Passage given —
------------------------------------

Open anayeaye opened 2 years ago
Slightly improved SQL handles set and insert dynamically and implements common collections selection
WITH coll_agg AS (
SELECT json_build_object(
'datetime', (
CASE
WHEN (c."content"->>'dashboard:is_periodic')::boolean
THEN (to_jsonb(array[
to_char(min(datetime) at time zone 'Z', 'YYYY-MM-DD"T"HH24:MI:SS"Z"'),
to_char(max(datetime) at time zone 'Z', 'YYYY-MM-DD"T"HH24:MI:SS"Z"')]))
ELSE jsonb_agg(DISTINCT i."content"->'properties'->>'datetime')
END
),
'cog_default', json_build_object(
'avg', avg((i."content"->'assets'->'cog_default'->'raster:bands'-> 0 ->'statistics'->>'mean')::float),
'min', min((i."content"->'assets'->'cog_default'->'raster:bands'-> 0 ->'statistics'->>'minimum')::float),
'max', max((i."content"->'assets'->'cog_default'->'raster:bands'-> 0 ->'statistics'->>'maximum')::float)
)
) summaries,
c.id summary_collection_id
FROM c
JOIN items ON i.collection_id = c.id
GROUP BY c."content", c.id
)
UPDATE collections c
SET "content" =
SELECT
(
CASE
WHEN EXISTS "content"->'summaries'
THEN jsonb_set(
c."content"::jsonb,
'{summaries}',
coll_agg.summaries
)
ELSE jsonb_insert(
c."content"::jsonb,
'{summaries}',
coll_agg.summaries
)
END
)

------------------------------------

[Entries pointing to named objects]
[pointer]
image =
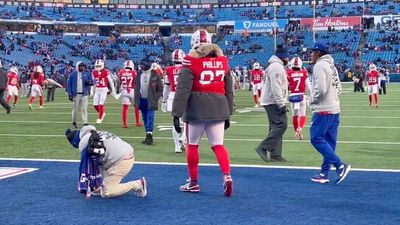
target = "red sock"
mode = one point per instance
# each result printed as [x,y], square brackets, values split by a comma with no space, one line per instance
[137,115]
[376,99]
[302,121]
[8,99]
[222,158]
[31,99]
[255,98]
[192,157]
[295,122]
[125,114]
[101,111]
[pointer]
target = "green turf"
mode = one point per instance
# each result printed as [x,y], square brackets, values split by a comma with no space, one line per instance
[368,137]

------------------------------------

Request —
Answer the following about the SQL post above, one answer per line, numbered to match.
1. How long ago was the post opened?
2. Which three keys are built inside the 'cog_default' object?
3. In the UPDATE statement, which function is called in the ELSE branch?

The completed task —
1. 2 years ago
2. avg, min, and max
3. jsonb_insert